*** Extracted data

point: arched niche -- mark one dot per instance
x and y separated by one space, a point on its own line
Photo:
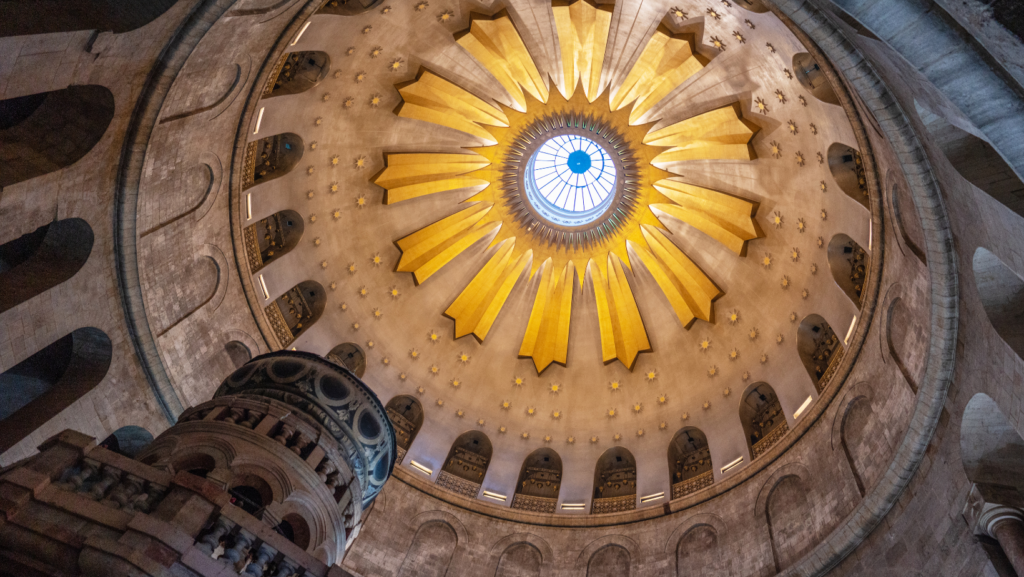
849 263
407 416
762 417
36 389
270 158
689 462
819 348
299 72
127 441
42 259
41 133
466 463
20 17
614 482
1001 294
296 311
540 480
848 170
811 78
351 357
271 238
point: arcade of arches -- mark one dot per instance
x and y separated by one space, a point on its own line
598 287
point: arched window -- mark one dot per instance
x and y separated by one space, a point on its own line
848 170
819 348
270 158
407 416
689 461
296 311
849 263
540 479
299 72
466 464
614 482
350 356
48 131
272 238
42 259
45 16
36 389
1001 293
810 76
761 415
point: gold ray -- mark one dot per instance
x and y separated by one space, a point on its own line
496 44
411 175
434 99
665 64
726 218
478 305
547 337
583 36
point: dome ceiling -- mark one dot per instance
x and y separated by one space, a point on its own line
613 324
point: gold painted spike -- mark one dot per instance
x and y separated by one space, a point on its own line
411 175
478 305
425 251
547 337
623 333
583 36
431 98
726 218
496 44
689 291
664 65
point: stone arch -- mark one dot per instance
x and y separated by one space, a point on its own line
849 263
848 170
42 259
53 378
44 132
813 79
819 348
614 482
1001 292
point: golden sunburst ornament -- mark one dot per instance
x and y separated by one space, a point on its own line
568 242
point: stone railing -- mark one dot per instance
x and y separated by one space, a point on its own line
692 485
613 504
458 485
761 447
534 504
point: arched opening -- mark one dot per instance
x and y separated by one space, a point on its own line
466 464
689 461
22 17
36 389
40 133
42 259
614 482
1001 294
272 238
300 72
128 441
296 311
848 262
819 348
271 158
848 170
810 76
761 415
407 416
540 480
350 356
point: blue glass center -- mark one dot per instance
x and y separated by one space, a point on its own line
579 162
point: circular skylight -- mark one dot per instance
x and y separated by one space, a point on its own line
570 180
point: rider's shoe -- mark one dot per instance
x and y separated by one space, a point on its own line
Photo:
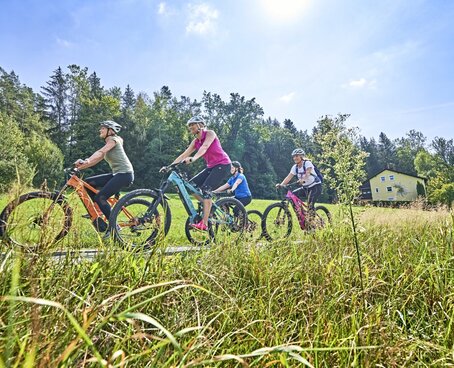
107 234
200 226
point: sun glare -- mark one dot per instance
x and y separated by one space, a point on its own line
284 10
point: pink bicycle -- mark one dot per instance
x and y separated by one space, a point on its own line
277 222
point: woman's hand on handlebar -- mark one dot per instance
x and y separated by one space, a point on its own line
80 162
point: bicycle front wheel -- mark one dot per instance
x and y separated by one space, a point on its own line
132 226
35 219
277 222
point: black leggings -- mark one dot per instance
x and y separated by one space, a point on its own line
210 178
244 201
109 184
312 194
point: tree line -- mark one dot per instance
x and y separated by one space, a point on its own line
44 131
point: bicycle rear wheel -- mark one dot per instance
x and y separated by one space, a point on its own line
254 225
229 220
277 222
35 219
132 226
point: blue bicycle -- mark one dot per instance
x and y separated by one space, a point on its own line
151 215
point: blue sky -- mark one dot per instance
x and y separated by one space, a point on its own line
389 63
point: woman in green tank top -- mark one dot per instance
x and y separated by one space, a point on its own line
122 171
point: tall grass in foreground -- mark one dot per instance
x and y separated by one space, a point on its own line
281 304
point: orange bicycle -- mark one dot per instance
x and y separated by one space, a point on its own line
46 217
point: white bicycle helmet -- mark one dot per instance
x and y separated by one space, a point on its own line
299 152
111 125
197 119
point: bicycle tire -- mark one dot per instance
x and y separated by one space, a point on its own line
230 223
251 228
8 224
267 233
143 197
323 217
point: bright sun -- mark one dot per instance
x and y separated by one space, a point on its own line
284 10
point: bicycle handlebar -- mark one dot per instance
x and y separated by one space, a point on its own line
171 167
290 186
72 171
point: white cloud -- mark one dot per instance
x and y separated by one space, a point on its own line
284 10
64 43
361 83
202 19
162 8
287 98
397 52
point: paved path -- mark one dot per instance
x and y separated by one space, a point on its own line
90 254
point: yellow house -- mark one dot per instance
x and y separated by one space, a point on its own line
392 186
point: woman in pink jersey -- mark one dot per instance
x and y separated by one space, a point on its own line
207 145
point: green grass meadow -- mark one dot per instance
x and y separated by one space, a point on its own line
295 303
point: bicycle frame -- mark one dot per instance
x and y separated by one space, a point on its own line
299 207
184 189
82 188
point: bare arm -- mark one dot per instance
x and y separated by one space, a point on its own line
208 140
186 153
222 188
306 175
96 157
235 185
286 179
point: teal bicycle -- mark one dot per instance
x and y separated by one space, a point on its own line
151 215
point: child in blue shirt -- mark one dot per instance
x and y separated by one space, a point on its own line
237 184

******

▶ What you have to do:
Quote exactly and only the lines from the one holding "point: woman in pink" through the end of the data.

▶ Answer to the task:
point: woman in pink jersey -- mark one dot per instance
x and y separated by one space, a point on its own line
207 145
point: green grass meadow -- mark one dot per instance
x and y separated by one space, a point on its own line
295 303
point: bicycle frame -- mark one dot per instance
x and y separated by one space, a point on its own line
299 207
184 189
82 188
point: bare arm -- mark one dot per instance
x and y separated by one space, a point on its own line
208 140
186 153
222 188
306 175
96 157
235 185
286 179
point: teal bicycle -- mark one dot per instance
x and y separated by one space, a point on its own line
151 215
point: child in blue shirt -- mark one dot per instance
x and y separated by one space, a point on its own line
237 184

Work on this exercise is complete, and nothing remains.